**Source text**
## START

The most common car engine is a 4-cylinder 4-stroke engine. The
car manufacturers have a great pressure to lower the cost of the
cars and this deal also with the engines. The challenges are the
coming new emission norms (for example EURO-6) and also the
customer acceptance, because of the fact that the car drives are
used to the 4-cylinder engine and they want to have the same
driving fun also from the new engines. A 2-cylinder 2-stroke engine
has the same power output and torque as a 4-cylinder 4-stroke
engine and thus it offers the same driving fun. Equal balancing is
easy to make without some big additional costs, if the gas exchange
of the engine is made by using poppet valves and camshafts. As
there are only about 70% of the moving parts in the engine, its
acceleration is even better than by a 4-cylinder engine.
One of the latest developments in 2-stroke engines is the
Z-engine, having the compression partially transferred outside of
the working cylinders. This offers new thermo dynamical
possibilities to adjust the working cycle and the combustion. As
there are methods to control the temperature at TDC, a HCCI
combustion is possible in the Z-engine at all loads. This lowers
significantly the cost of the engine, as no urea injection, or NOx
catalyst is needed to pass the coming EU-6 emission norm. The cost
of the Z-engine is lower also because of the fact that it has only
2 working cylinders instead of 4.

## END

**Work instructions**
1 > In the engine text, what does the Z-engine partially transfer outside of its working cylinders?
2 > List every reason the engine text gives for the Z-engine's lower cost.
3 > Pick up the text on the 2-stroke Z-engine after its final sentence and continue it.

**Collected material**
## START

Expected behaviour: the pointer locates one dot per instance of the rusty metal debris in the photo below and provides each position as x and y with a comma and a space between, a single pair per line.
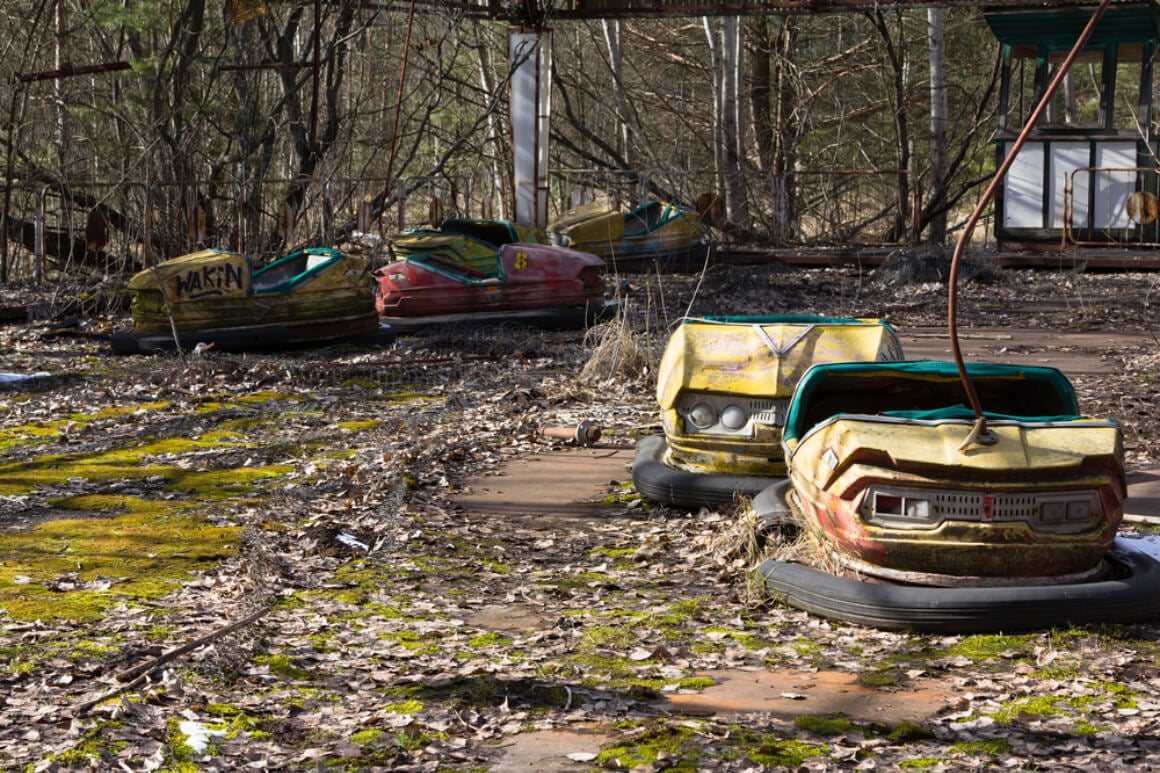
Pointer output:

## END

**Solved tasks**
1 > The compression.

2 >
- No urea injection is needed to pass the coming EU-6 emission norm.
- No NOx catalyst is needed to pass the coming EU-6 emission norm.
- It has only 2 working cylinders instead of 4.

3 >
In 1999, Aumet Oy began to research this 2-stroke car diesel
engine, called the Z-engine, in co-operation with the Internal
Combustion Engine Laboratory at the Helsinki University of
Technology (HUT) and the Energy Technology Department at the
Lappeenranta University of Technology (LUT). So far, four
master's theses, two SAE Papers and four Fisita Papers have
been completed on the subject. Modern simulation tools, such as
Star CD, GT-Power, Diesel RK and Chemkin have been used. The
prototype engine made its first start in December 2004 and testing
of the engine has been made two years in a testbench.
In the HCCI combustion simulation of the Z-engine, a
4-dimensional ignition delay map, calculated with Chemkin and
integrated in Diesel RK, has been used. The simulations and tests
with the test engine show that the Z-engine has a very good
efficiency, especially at part load. A HCCI combustion at all loads
is possible in the Z-engine, with lambda about 1,8-2,3 and EGR-rate
10-40%, depending of the load. The TDC temperature at part load is
about 800 K and at full load (BMEP 27 bar) about 700 K. The HCCI
ignition, triggered with a pre chamber spark plug or small amount
of fuel injection, occurs between 0°-20° ATDC and this limits the
pressure and maximal temperature. No knock is present, as the
ignition occurs always at the right side of the NTC (negative
temperature coefficient) regime. NOx values are very low as the
maximal temperature at full load is about 1900 K, because of the
low starting temperature of the combustion, intern EGR and the
expansion during the combustion. Intern EGR and active radicals
stabilize the combustion and lower the activation energy needed for
the ignition.